» Brief: Extract each line of the material below that contains the string "roof", matching case-sensitively.

[Dataset items]
[START]

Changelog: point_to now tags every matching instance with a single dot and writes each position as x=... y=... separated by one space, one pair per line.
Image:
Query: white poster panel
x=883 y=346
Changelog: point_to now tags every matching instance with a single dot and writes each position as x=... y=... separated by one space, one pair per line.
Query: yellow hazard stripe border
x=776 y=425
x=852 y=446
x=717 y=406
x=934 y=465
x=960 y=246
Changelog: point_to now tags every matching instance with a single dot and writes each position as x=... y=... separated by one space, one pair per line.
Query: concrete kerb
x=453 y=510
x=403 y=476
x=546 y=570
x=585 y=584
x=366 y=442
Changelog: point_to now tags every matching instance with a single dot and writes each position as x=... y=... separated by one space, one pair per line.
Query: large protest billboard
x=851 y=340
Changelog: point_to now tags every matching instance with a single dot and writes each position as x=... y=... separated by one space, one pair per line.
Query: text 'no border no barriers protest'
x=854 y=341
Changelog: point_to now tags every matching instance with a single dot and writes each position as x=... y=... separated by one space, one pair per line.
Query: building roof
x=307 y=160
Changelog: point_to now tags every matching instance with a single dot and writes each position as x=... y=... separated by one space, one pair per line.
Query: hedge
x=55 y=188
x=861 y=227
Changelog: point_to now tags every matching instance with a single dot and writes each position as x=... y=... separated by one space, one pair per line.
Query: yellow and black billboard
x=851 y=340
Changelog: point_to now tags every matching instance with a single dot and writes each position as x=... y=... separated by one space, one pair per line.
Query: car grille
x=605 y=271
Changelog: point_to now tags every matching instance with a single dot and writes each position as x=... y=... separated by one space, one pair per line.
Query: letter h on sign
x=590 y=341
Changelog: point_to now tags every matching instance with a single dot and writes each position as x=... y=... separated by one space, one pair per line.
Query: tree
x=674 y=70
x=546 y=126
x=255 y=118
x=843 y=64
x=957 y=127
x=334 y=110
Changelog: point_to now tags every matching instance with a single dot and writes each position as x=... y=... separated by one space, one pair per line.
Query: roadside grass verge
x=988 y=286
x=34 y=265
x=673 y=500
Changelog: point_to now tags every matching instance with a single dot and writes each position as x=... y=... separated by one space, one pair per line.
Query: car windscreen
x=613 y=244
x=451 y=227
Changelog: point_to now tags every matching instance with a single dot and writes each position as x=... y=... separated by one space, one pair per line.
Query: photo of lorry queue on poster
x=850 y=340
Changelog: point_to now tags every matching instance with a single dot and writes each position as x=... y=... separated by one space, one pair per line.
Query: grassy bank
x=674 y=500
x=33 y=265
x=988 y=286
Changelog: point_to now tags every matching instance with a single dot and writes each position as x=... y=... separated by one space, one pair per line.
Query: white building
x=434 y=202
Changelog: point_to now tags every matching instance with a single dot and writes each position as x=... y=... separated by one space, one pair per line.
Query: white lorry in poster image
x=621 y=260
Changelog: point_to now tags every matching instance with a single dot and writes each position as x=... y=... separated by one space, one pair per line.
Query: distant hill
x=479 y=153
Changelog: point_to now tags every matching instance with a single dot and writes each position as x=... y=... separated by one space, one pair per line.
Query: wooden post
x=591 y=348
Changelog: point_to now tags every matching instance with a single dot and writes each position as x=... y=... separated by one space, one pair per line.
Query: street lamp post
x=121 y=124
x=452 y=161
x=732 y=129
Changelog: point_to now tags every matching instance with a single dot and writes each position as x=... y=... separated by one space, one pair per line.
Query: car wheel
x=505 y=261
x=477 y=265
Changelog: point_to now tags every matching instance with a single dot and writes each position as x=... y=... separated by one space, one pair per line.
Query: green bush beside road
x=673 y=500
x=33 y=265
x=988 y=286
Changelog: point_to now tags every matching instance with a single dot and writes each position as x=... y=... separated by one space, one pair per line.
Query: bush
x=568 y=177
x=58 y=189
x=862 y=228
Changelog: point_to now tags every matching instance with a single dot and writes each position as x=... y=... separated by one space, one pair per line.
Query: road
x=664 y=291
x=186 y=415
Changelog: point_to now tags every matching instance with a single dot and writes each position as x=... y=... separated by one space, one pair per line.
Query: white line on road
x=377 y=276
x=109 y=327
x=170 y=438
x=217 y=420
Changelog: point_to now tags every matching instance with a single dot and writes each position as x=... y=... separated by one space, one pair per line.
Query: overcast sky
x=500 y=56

[END]
[START]

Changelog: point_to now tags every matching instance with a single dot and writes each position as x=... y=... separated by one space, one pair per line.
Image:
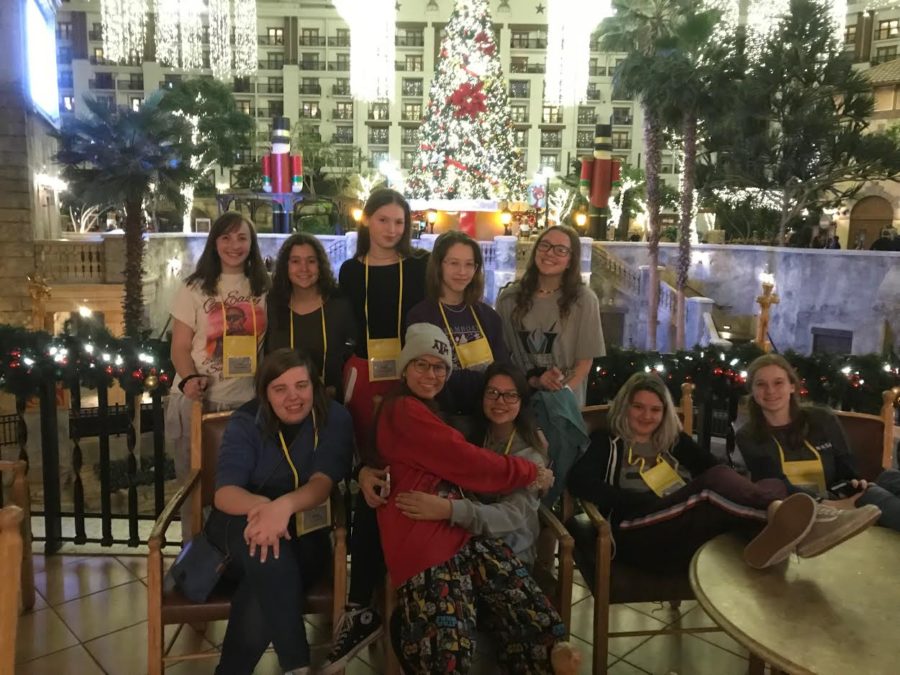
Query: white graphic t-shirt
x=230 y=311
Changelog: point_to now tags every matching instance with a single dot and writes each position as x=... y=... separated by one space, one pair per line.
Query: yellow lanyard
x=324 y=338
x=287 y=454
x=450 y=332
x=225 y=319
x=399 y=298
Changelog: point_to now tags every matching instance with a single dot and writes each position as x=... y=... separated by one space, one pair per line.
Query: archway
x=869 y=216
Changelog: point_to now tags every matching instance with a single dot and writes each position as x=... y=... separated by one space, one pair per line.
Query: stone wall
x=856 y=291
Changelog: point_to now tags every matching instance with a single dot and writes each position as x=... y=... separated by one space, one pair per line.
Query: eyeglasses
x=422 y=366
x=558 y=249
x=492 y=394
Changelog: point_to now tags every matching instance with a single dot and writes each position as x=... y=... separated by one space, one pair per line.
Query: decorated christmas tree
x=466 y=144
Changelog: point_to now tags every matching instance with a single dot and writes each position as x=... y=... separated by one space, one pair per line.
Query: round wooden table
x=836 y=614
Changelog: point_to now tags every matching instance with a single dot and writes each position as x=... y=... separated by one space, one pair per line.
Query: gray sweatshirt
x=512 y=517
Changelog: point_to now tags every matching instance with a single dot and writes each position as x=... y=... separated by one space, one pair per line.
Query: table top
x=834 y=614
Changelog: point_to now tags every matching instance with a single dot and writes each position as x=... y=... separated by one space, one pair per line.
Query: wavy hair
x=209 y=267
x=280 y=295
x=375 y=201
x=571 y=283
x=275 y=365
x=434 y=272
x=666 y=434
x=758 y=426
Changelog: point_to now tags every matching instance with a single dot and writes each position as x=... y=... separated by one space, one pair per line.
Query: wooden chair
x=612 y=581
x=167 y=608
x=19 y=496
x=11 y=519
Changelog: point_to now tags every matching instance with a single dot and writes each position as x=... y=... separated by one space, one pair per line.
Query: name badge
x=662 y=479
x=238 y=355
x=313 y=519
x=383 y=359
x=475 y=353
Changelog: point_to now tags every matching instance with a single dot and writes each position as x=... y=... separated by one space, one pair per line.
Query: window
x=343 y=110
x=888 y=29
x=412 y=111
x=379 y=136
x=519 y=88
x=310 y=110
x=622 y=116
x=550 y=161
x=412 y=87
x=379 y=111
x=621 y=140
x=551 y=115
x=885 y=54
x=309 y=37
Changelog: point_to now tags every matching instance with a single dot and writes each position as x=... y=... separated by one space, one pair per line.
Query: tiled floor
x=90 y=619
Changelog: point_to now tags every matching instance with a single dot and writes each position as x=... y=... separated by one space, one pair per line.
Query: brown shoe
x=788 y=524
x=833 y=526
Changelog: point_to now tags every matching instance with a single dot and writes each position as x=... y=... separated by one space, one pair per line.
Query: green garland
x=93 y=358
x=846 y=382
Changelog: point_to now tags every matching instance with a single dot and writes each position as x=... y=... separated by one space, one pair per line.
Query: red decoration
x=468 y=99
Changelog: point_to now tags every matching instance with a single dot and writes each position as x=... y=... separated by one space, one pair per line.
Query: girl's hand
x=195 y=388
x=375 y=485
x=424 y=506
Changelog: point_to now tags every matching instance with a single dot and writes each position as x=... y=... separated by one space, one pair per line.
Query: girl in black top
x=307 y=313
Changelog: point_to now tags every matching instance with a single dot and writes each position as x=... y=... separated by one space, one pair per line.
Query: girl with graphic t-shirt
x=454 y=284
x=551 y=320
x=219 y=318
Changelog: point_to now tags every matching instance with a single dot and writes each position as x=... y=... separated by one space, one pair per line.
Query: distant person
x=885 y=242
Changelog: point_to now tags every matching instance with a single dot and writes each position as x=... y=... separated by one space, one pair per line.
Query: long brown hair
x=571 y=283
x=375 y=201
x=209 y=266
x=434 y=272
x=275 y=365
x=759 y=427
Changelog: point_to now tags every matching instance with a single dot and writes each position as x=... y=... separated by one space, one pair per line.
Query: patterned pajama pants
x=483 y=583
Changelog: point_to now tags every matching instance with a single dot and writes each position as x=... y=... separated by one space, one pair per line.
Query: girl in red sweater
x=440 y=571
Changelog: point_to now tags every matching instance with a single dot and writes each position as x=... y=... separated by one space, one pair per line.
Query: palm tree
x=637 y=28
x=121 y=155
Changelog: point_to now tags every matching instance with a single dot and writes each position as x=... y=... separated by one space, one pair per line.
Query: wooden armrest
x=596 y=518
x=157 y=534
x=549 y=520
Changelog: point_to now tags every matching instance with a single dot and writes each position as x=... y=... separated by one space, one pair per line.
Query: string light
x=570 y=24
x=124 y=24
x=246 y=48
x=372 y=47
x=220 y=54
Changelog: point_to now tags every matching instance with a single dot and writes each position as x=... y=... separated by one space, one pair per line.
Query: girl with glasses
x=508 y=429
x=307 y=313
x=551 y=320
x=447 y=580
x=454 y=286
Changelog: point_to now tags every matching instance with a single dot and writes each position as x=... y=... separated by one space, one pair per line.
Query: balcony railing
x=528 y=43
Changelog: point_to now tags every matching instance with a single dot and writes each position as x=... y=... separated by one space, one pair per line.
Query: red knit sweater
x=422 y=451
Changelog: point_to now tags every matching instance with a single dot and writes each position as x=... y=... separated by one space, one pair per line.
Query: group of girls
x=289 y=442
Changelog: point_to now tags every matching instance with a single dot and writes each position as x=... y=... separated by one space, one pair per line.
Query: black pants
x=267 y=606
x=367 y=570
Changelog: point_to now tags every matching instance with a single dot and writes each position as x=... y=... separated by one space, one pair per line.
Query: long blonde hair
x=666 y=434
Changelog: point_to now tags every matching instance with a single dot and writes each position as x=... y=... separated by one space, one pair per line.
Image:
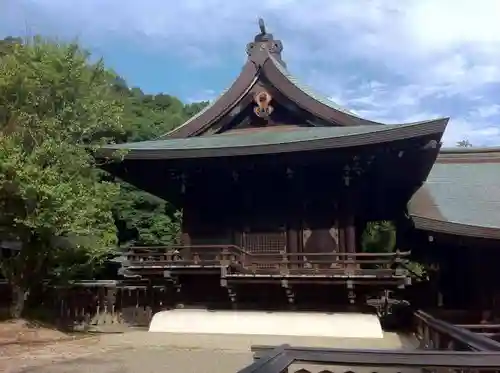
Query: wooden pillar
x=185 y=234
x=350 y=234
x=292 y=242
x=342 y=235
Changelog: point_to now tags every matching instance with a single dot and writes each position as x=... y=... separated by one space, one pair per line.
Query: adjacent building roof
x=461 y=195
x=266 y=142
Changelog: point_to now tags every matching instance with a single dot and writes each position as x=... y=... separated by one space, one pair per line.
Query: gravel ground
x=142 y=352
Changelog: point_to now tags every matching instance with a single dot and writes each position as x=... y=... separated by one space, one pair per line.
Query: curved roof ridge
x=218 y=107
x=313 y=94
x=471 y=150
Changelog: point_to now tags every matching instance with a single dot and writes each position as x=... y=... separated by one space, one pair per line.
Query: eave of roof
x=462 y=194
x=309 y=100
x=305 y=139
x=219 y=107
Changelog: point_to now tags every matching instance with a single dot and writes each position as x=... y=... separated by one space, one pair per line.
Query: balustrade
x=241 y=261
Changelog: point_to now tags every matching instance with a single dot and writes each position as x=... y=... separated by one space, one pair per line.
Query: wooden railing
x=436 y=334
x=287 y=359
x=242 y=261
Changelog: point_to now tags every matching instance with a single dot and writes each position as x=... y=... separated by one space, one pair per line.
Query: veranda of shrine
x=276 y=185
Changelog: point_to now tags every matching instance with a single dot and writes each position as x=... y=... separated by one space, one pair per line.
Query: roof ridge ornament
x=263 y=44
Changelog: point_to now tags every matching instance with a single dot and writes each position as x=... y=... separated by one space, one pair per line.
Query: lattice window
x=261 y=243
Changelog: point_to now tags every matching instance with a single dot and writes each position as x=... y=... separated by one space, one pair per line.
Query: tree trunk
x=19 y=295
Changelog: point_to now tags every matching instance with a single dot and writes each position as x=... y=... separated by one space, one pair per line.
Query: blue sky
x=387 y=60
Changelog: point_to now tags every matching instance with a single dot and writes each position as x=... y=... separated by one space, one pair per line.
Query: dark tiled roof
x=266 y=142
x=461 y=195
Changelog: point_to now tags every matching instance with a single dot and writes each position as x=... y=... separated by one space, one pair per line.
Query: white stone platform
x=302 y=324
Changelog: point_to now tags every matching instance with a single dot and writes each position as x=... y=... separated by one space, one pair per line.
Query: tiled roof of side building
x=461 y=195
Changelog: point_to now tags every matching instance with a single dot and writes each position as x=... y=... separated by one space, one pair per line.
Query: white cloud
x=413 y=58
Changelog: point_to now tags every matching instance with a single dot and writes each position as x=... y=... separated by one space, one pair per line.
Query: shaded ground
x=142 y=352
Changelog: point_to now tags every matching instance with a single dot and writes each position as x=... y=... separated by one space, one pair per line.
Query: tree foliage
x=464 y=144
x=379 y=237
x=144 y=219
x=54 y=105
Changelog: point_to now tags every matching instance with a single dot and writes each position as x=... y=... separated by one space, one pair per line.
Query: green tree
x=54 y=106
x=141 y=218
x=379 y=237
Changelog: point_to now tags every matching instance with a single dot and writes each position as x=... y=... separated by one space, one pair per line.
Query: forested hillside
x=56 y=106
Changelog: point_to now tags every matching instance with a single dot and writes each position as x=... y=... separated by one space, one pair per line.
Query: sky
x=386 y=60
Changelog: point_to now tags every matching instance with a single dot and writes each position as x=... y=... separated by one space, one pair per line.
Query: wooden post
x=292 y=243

[END]
[START]

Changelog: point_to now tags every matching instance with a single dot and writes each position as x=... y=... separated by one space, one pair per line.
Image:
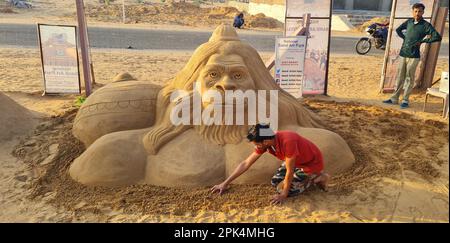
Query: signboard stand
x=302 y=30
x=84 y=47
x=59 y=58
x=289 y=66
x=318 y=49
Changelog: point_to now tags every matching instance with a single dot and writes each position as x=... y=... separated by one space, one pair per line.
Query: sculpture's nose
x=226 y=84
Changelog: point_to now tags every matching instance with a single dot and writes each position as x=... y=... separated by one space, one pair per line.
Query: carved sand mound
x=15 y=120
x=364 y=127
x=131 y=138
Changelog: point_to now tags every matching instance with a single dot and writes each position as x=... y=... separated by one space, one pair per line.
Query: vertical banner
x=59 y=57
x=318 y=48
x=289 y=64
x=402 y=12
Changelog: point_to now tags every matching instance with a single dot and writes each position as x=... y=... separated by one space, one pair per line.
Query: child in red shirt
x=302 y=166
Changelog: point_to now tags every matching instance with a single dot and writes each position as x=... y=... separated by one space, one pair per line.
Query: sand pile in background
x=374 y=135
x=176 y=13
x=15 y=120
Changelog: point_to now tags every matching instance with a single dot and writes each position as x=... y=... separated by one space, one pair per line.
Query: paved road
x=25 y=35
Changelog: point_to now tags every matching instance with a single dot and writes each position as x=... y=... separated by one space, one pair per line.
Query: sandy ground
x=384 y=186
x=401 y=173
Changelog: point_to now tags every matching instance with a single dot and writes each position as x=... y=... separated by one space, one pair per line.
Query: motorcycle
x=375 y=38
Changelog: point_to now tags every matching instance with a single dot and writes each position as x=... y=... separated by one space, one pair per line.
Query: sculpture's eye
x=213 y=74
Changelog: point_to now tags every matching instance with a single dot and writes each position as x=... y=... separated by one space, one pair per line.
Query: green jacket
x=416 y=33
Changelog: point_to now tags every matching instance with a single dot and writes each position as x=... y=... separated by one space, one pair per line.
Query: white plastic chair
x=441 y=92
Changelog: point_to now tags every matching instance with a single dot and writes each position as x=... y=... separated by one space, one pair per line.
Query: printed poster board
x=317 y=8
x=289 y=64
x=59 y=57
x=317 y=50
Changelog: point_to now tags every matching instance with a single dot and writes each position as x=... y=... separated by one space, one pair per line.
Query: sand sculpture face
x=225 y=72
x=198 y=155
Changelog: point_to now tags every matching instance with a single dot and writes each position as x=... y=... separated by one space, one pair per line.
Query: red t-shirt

[END]

» Answer to the task:
Query: building roof
Query: adjacent building roof
Query: curved roof ridge
Query: eave of roof
Query: roof ridge ornament
Query: dark tiled roof
Query: tiled roof of side building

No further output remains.